__Job__: Rewrite the records below so that each "evaluation set" becomes "test set", and change nothing else.

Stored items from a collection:
__________________________________________________
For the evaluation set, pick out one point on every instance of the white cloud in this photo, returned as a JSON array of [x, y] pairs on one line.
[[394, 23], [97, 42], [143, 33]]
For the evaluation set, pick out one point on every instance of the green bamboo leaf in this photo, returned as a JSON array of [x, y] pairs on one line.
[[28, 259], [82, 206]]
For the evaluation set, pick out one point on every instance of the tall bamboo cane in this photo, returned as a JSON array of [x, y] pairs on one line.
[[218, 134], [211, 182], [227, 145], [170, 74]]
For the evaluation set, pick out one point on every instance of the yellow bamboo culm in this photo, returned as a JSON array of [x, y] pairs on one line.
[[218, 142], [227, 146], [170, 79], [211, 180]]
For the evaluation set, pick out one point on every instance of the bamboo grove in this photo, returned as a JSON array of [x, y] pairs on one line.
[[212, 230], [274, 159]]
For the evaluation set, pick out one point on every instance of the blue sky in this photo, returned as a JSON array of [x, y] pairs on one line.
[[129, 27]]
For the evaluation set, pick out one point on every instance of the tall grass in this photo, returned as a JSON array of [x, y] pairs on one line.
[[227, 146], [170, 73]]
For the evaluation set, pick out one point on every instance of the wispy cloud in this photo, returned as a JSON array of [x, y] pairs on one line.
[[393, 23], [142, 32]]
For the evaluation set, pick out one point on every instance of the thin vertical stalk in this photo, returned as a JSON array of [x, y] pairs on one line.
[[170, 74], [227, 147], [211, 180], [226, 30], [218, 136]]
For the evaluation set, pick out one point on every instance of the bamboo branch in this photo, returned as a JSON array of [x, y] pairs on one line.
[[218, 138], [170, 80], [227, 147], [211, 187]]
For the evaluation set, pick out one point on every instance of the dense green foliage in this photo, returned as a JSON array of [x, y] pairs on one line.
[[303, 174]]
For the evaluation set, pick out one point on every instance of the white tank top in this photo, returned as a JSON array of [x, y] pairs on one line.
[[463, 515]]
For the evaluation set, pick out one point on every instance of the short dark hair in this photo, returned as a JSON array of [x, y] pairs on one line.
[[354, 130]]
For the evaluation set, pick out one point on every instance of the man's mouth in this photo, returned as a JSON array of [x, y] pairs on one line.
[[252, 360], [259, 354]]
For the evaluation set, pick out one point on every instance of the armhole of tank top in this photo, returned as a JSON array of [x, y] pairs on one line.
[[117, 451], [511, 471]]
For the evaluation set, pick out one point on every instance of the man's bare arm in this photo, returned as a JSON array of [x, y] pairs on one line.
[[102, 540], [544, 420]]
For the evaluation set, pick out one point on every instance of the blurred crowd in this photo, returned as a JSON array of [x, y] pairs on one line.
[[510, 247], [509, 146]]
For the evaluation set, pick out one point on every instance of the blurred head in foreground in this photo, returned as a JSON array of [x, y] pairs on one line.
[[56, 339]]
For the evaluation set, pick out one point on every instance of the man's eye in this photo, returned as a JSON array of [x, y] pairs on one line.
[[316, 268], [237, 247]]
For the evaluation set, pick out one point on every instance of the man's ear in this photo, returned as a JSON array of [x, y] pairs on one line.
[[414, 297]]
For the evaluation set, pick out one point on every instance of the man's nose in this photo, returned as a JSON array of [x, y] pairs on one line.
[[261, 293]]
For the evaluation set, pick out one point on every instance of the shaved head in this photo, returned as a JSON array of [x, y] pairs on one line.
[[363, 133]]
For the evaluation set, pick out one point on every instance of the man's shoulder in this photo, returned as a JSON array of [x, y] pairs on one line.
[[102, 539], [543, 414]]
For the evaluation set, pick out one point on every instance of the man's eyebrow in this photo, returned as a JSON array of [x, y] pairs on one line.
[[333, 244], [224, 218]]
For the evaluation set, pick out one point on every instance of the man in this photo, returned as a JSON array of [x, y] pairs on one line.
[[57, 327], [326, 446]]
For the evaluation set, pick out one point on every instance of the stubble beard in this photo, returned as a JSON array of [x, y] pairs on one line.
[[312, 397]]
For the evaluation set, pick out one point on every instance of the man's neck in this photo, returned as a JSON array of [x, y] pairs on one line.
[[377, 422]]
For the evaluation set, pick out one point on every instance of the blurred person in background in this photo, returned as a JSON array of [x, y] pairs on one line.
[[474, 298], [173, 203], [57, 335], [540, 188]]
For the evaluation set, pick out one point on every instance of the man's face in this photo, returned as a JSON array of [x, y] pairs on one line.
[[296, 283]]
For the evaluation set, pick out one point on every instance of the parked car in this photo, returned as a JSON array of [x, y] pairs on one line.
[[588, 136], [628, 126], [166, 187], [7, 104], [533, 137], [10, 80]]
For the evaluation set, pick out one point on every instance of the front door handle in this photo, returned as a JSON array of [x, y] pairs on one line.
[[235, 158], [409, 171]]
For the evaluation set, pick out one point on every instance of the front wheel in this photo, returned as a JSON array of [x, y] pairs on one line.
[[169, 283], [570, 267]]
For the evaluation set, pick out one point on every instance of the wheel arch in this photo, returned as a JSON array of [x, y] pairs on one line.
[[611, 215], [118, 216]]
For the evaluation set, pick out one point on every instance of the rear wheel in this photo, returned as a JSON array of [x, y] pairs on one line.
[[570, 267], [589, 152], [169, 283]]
__________________________________________________
__Complete answer__:
For the test set, pick out one point on every instance of the white cloud in this photo, returned as a JSON array of [x, y] pairs on one line.
[[394, 23], [97, 42], [143, 33]]
For the test set, pick out one point on every instance of the green bamboo leaf in this photo, returned as a JSON array of [x, y] pairs on one line.
[[28, 259], [82, 206]]
For the test set, pick out one point on every instance of the tall bamboo cane in this photo, returned as a JSON array of [x, y] pairs on one line.
[[218, 134], [211, 182], [227, 145], [170, 74]]
For the test set, pick out one point on every instance of the yellow bamboo culm in this photo, returned as a JSON array of [x, y] pairs on one line.
[[218, 142], [227, 146], [170, 79], [211, 180]]
For the test set, pick out one point on every instance of the bamboo grove in this photo, returned as a JSON array of [x, y] pairs on one line.
[[212, 230], [274, 159]]
For the test set, pick out one point on every instance of the blue sky in this photo, returned as a JSON array of [x, y] pairs on one line.
[[129, 27]]
For the test set, pick out one point on every instance of the tall grass in this photo, returned as a JSON array of [x, y] pairs on one line.
[[227, 146], [170, 73]]
For the test set, pick out one point on every instance of the wispy cloud in this photo, returned as a JSON array of [x, y] pairs on one line.
[[393, 23], [142, 32]]
For the test set, pick out one point on every instance of the thin vertical stalk in this photo, returned as a JSON array of [x, y] pairs on one line.
[[170, 74], [227, 147], [211, 180], [226, 30], [218, 136]]
For the test set, pick out one point on every instance of the bamboo branch in this photo, returned as a JSON array of [x, y] pairs on one line.
[[218, 138], [170, 80], [227, 147], [211, 187]]
For the test set, pick out one point on every instance of the dense green foliage in this photo, returned as a JSON array of [x, y] pairs on one line.
[[303, 174]]
For the test set, pick out one point on every instance of the white tank top in this photo, returned as a JSON array of [x, y] pairs on one line.
[[463, 515]]
For the test set, pick out one point on every instance of the short dark hair in this photo, returned as a JSON array of [x, y] pairs on one line.
[[354, 130]]
For the test set, pick out one point on every instance of the man's mouth in this photo, returned as a JSON array of [x, y] pairs on one line.
[[252, 360], [259, 354]]
For the test set, pick out one point on every instance of the armhole of tank top in this photo, returned as a JSON array of [x, y] pairs on one line.
[[117, 451], [511, 471]]
For the test set, pick out one point on every instance of the man's bare arm in this photo, returned as a JSON array of [x, y] pairs on one line.
[[102, 540], [544, 420]]
For the test set, pick out one point on every instance of the blurred crowd in this photo, returned as a JSON array of [x, y] pairs on one line.
[[510, 247], [509, 146]]
For the test set, pick out one point on every instance of the blurred head in foreground in this photo, returned as a JSON array of [x, y] pairs on one line.
[[56, 339]]
For the test set, pick out one point on every instance of the man's eye in this photo, returned as a JSON array of [x, y] pairs on one line.
[[316, 268], [237, 247]]
For the test set, pick out one point on every instance of the man's ear in this photo, returned as a JSON array of [x, y] pairs on one line.
[[414, 297]]
For the test set, pick out one point on every instance of the man's nose in this photo, returned as a JSON array of [x, y] pairs on one line.
[[261, 293]]
For the test set, pick out one point on every instance of the shaved head in this photo, returned as a JSON array of [x, y] pairs on one line.
[[363, 133]]
For the test set, pick out one point on every instance of the man's shoulder in this photo, returned as a JSON array of [x, y] pairs on one line.
[[102, 539], [543, 414]]
For the test set, pick out one point on every instance of the man's eyebrow in this photo, returned as a JSON array of [x, y] pairs on one line.
[[333, 244], [224, 218]]
For the test set, pick out one point on every instance of the man in this photo, returned as a JSON array of [x, y] pairs on one line.
[[57, 327], [326, 446]]
For the test set, pick out one point on every instance of the stubble beard in this photo, returned as a JSON array of [x, y] pairs on one line.
[[312, 397]]
For the test set, pick out one point on every instance of the man's neck in this photo, returned as a JSON array of [x, y] pairs on one line.
[[377, 422]]
For the test set, pick out one point on every instance of the blurred person in background in this photo, returned as a JSON array of [x, y] pairs on one line.
[[474, 298], [173, 203], [57, 335], [540, 188]]
For the test set, pick out one point on every instance of the man's face in this photo, returned as a JSON array of [x, y] pairs on one line.
[[296, 283]]
For the test set, pick out one point on every instance of the parked car in this photo, returned as a JSON array of [x, y] pairs on one line.
[[588, 136], [628, 126], [166, 187], [7, 104], [533, 137], [10, 80]]
For the test set, pick out one point on every instance of the front door handle in this photo, returned as a JSON array of [x, y] pairs on one line.
[[235, 158], [409, 171]]
For the test set, pick out one point on every instance of the front wheel in this photo, returned as a JSON array of [x, y] pairs on one line.
[[169, 283], [570, 267]]
For the test set, pick out one point on every instance of the wheel arch in this photo, returned as a JSON array of [x, y] pairs on one line.
[[611, 215], [118, 216]]
For the test set, pick out one point on every instance of the rear wheel in this photo, returned as a JSON array of [x, y] pairs on one line.
[[570, 267], [589, 152], [169, 283]]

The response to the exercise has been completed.